_Exercise task_
Please format all the entries below as a numbered list, leaving out any blank lines.

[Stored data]

● ● ● ●

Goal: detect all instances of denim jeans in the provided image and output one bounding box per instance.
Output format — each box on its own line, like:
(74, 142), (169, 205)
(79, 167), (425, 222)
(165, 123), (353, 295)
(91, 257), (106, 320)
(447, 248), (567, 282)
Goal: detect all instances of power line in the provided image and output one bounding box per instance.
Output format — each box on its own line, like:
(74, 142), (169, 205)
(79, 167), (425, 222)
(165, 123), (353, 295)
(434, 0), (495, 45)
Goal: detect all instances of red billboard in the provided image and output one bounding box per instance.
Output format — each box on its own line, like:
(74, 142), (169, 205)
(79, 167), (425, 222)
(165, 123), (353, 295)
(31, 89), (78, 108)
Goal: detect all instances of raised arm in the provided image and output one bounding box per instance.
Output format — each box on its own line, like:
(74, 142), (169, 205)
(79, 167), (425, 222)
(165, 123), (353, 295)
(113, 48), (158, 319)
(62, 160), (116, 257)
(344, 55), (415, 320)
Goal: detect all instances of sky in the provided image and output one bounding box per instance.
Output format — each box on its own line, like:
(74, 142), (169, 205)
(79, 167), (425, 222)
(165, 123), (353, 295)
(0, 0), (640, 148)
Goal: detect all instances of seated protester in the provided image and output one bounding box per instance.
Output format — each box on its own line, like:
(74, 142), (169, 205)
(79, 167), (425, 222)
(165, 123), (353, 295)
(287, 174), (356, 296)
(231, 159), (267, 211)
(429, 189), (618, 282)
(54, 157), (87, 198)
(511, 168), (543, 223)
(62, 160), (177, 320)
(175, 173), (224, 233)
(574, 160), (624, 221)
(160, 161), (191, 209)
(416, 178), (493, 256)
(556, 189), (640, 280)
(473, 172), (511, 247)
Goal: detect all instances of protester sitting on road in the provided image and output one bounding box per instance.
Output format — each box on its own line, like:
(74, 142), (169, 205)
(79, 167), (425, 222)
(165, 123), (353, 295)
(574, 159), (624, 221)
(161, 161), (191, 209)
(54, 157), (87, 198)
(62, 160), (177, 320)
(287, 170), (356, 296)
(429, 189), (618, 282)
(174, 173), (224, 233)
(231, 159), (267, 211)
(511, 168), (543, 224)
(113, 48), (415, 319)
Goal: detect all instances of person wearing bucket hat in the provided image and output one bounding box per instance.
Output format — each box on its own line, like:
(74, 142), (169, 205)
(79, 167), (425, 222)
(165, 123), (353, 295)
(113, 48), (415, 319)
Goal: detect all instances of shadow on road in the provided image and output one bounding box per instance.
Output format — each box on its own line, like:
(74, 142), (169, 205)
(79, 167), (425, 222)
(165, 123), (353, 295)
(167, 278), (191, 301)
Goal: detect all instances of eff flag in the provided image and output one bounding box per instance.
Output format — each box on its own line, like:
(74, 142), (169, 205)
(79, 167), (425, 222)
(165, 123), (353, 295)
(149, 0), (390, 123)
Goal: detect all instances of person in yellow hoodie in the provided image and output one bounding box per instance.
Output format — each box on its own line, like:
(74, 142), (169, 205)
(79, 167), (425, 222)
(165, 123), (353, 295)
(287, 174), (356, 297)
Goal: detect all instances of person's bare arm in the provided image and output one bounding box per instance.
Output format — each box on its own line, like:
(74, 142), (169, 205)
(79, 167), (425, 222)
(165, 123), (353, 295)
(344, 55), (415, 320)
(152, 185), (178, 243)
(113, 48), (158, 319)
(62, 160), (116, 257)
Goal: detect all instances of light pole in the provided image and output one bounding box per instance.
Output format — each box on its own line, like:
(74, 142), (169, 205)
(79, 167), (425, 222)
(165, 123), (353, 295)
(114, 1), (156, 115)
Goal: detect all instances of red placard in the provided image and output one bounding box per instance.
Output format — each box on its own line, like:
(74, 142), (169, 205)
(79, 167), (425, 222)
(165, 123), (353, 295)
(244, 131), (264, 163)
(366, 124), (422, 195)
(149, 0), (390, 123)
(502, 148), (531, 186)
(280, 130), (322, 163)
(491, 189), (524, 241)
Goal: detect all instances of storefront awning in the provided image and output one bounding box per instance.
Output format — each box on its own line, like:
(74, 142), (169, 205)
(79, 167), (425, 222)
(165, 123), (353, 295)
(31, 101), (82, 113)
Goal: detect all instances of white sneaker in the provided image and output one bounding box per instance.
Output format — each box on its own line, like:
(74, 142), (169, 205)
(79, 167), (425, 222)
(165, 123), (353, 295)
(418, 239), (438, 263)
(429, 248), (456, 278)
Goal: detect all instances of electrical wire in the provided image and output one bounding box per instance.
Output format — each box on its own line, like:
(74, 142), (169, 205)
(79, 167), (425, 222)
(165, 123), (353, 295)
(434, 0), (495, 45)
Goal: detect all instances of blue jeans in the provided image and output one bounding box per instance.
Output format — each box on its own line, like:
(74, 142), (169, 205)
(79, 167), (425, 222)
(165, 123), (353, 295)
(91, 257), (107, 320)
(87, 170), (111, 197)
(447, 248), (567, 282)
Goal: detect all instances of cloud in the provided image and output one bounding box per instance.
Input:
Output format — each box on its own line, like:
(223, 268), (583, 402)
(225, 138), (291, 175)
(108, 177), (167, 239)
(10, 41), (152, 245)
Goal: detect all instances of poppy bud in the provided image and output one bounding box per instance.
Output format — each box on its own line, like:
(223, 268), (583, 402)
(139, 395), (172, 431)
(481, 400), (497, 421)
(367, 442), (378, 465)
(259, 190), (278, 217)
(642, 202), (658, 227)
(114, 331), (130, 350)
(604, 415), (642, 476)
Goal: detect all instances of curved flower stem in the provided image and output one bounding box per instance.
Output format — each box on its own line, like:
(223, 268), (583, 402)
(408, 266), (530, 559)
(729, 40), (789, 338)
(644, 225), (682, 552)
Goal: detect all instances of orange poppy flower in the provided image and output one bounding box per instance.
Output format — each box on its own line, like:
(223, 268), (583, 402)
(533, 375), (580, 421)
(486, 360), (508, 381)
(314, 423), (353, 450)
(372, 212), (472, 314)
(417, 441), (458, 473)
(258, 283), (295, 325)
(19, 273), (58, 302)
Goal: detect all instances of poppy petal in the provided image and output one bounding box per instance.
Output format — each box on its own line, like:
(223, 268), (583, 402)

● ● ● ●

_Result for this exercise_
1. Goal: detect all instances of denim jeans in the provided image and output one bounding box per instance.
2. Output format — each box on its own line, like:
3. (74, 142), (169, 205)
4. (79, 167), (425, 222)
5. (165, 123), (353, 295)
6. (91, 257), (106, 320)
7. (447, 248), (567, 282)
8. Goal: detect all instances of power line in the provided image and output one bounding box per instance.
9. Output format — each box on its own line, like:
10. (74, 142), (169, 205)
11. (79, 167), (425, 222)
12. (165, 123), (353, 295)
13. (434, 0), (495, 45)
14. Goal: detect all instances of red billboard in the provided image and output one bounding box per instance.
15. Output format — each box on its own line, like:
16. (74, 142), (169, 205)
17. (79, 167), (425, 222)
18. (165, 123), (353, 295)
19. (31, 89), (78, 108)
20. Goal: detect all instances of raised arm in the provided image and output one bounding box per instance.
21. Output format — each box on its own line, like:
22. (74, 142), (169, 205)
23. (79, 167), (425, 222)
24. (165, 123), (353, 295)
25. (113, 48), (158, 319)
26. (62, 160), (116, 257)
27. (344, 55), (415, 320)
28. Goal: detect all instances of sky in the provided image and output one bounding box per instance.
29. Output format — each box on its own line, like:
30. (74, 142), (169, 205)
31. (79, 167), (425, 222)
32. (165, 123), (353, 295)
33. (0, 0), (640, 148)
34. Goal: detect all instances of seated protester in the provided image and output one bounding box per instance.
35. Output format — each box on its own line, like:
36. (74, 142), (169, 205)
37. (79, 167), (425, 222)
38. (165, 123), (353, 295)
39. (287, 174), (356, 296)
40. (231, 159), (267, 211)
41. (429, 189), (618, 282)
42. (54, 157), (87, 198)
43. (511, 168), (543, 223)
44. (62, 160), (177, 320)
45. (175, 173), (224, 233)
46. (574, 160), (624, 221)
47. (160, 161), (191, 209)
48. (416, 178), (493, 256)
49. (556, 189), (640, 280)
50. (473, 172), (511, 247)
51. Goal: detect all instances of protester sitting on road in the provided image and output one bounding box per instance.
52. Output format — each box on its own line, like:
53. (74, 142), (169, 205)
54. (79, 167), (425, 222)
55. (165, 123), (353, 295)
56. (574, 159), (624, 221)
57. (161, 161), (191, 209)
58. (54, 157), (87, 198)
59. (62, 160), (177, 320)
60. (287, 170), (356, 296)
61. (429, 189), (618, 282)
62. (174, 173), (224, 233)
63. (231, 159), (267, 211)
64. (511, 168), (543, 224)
65. (113, 48), (415, 319)
66. Goal: detect all instances of person wearing bucket hat in the provided image and output one bounding box per instance.
67. Output format — each box on its own line, like:
68. (74, 142), (169, 205)
69. (79, 167), (425, 222)
70. (165, 123), (353, 295)
71. (113, 48), (415, 319)
72. Goal: detect all instances of shadow on road in the provided image and output one bounding box per instance.
73. Output format — each box on its own line, like:
74. (74, 142), (169, 205)
75. (79, 167), (425, 222)
76. (165, 123), (353, 295)
77. (167, 278), (191, 301)
78. Goal: detect all instances of eff flag in the provided image and output one bounding box per instance.
79. Output format — each box on its own line, like:
80. (74, 142), (169, 205)
81. (79, 167), (425, 222)
82. (165, 123), (353, 295)
83. (149, 0), (390, 123)
84. Goal: detect all instances of person in yellow hoodie in the provided image and output one bounding box per instance.
85. Output format — each box on its own line, like:
86. (74, 142), (169, 205)
87. (79, 167), (425, 222)
88. (165, 123), (353, 295)
89. (287, 174), (356, 297)
90. Goal: detect all instances of person's bare arm in the provided image and output one bounding box per instance.
91. Output format — each box on its own line, like:
92. (74, 142), (169, 205)
93. (79, 167), (425, 222)
94. (165, 123), (353, 295)
95. (344, 55), (415, 320)
96. (152, 185), (178, 243)
97. (113, 48), (158, 319)
98. (62, 160), (116, 257)
99. Goal: detect all instances of light pole in the provided image and output one bounding box per instance.
100. Output format — each box on its own line, like:
101. (74, 142), (169, 205)
102. (79, 167), (425, 222)
103. (165, 123), (353, 295)
104. (114, 1), (156, 115)
105. Goal: detect all instances of red placard in the provided image and output one bounding box per instance.
106. Output format — each box on its own line, like:
107. (74, 142), (169, 205)
108. (79, 167), (425, 222)
109. (165, 123), (353, 295)
110. (244, 131), (264, 163)
111. (366, 124), (422, 195)
112. (149, 0), (390, 123)
113. (502, 148), (531, 186)
114. (280, 130), (322, 163)
115. (491, 189), (524, 241)
116. Goal: detect all instances of storefront awning in the provided image and output one bounding box per instance.
117. Output format — each box on its own line, like:
118. (74, 142), (169, 205)
119. (79, 167), (425, 222)
120. (165, 123), (353, 295)
121. (31, 101), (82, 113)
122. Goal: detect all instances of white sneaker in the provided image and output one bounding box per instance.
123. Output format — each box on its own line, like:
124. (74, 142), (169, 205)
125. (79, 167), (425, 222)
126. (165, 123), (353, 295)
127. (418, 239), (438, 263)
128. (429, 248), (456, 278)
129. Goal: detect all instances of electrical wire in the provided image and output one bounding box per instance.
130. Output format — each box on its own line, like:
131. (74, 142), (169, 205)
132. (79, 167), (425, 222)
133. (165, 123), (353, 295)
134. (434, 0), (495, 45)
135. Goal: detect all instances of blue jeans in the provided image and output one bounding box per instance.
136. Output format — each box on its own line, like:
137. (74, 142), (169, 205)
138. (79, 167), (425, 222)
139. (165, 123), (353, 295)
140. (91, 257), (107, 320)
141. (87, 170), (111, 197)
142. (447, 248), (567, 282)
143. Goal: detect all instances of cloud in the provided image and output one bounding box per instance.
144. Input:
145. Output format — each box on its own line, like:
146. (223, 268), (583, 402)
147. (225, 138), (291, 175)
148. (108, 177), (167, 239)
149. (10, 41), (152, 245)
150. Goal: detect all instances of poppy bud in the provided image and output one bounding box per instance.
151. Output format — each box on its own line, like:
152. (223, 268), (583, 402)
153. (139, 395), (172, 431)
154. (481, 400), (497, 421)
155. (367, 442), (378, 465)
156. (259, 190), (278, 217)
157. (642, 202), (658, 227)
158. (114, 331), (130, 350)
159. (604, 415), (642, 476)
160. Goal: detect all instances of curved flower stem in the provided image and output one bounding box per instance.
161. Output format — each box on its own line, like:
162. (223, 268), (583, 402)
163. (408, 266), (530, 559)
164. (729, 40), (789, 338)
165. (644, 225), (682, 552)
166. Goal: detect all instances of orange poppy flower in the provided image and output one bounding box per instance.
167. Output format — each box on its own line, like:
168. (223, 268), (583, 402)
169. (533, 375), (580, 421)
170. (486, 360), (508, 381)
171. (314, 423), (353, 450)
172. (372, 212), (472, 314)
173. (417, 441), (458, 473)
174. (258, 283), (295, 325)
175. (19, 273), (58, 302)
176. Goal: detect all instances of poppy petal in the provided image and output one bounding box per instance.
177. Output format — each box on its own line, like:
178. (223, 268), (583, 402)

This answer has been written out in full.